**Exercise instructions:** Leave the images out and repeat the data exactly as given.

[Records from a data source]
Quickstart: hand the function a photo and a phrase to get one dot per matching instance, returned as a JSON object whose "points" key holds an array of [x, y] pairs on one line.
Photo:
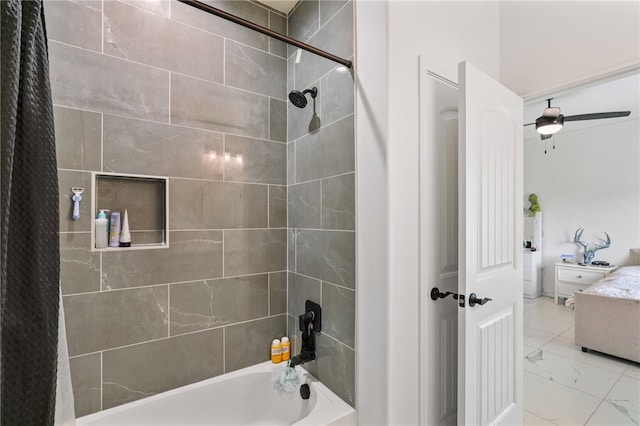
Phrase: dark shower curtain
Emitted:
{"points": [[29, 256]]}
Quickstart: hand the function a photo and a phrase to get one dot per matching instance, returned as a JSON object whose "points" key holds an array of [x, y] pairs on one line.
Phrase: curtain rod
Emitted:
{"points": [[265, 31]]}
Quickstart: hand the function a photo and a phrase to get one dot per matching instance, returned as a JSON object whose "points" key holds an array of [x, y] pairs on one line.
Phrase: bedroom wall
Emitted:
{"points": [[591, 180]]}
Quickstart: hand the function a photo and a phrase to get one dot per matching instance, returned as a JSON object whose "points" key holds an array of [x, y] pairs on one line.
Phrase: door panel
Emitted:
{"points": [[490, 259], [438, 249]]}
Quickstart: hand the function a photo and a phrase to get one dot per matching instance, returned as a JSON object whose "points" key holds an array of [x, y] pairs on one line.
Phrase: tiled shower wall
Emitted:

**Written solution:**
Quickstart: hand the function a photo and a phrase to get one dot per matching instance, returned as a JSON object whose "points" key holds an array of [x, y] pairs on one line.
Photo:
Phrase: dark shower curtain
Emitted:
{"points": [[29, 256]]}
Quickstart: hand the function a photo and a phrase to get one dot per matching instance, returned as a JSON object whose "points" key holds an array of [x, y] pairs on one line.
Phrase: curtain rod
Emitted:
{"points": [[265, 31]]}
Quickstart: hand the function a photo and a phrase to get one dot per matching instance, returned as a JSON object whose "points" key holds an array of [x, y] pairs on one line.
Phrase: bedroom wall
Emitted:
{"points": [[591, 180]]}
Quickstart: hand the function a photo and a phrase to get one dot per matching instance, returned as a JSON object whose "points" key holds an array of [x, y] pairs on one line.
Phrase: door panel
Emitted:
{"points": [[490, 259], [438, 249]]}
Quickstart: hand the function a photo and a phrase to get one dot per matching instance, returned as a JSON object whose "points" key holds an array of [x, y] pairs on one line.
Phrase: tiled shower wall
Emitted:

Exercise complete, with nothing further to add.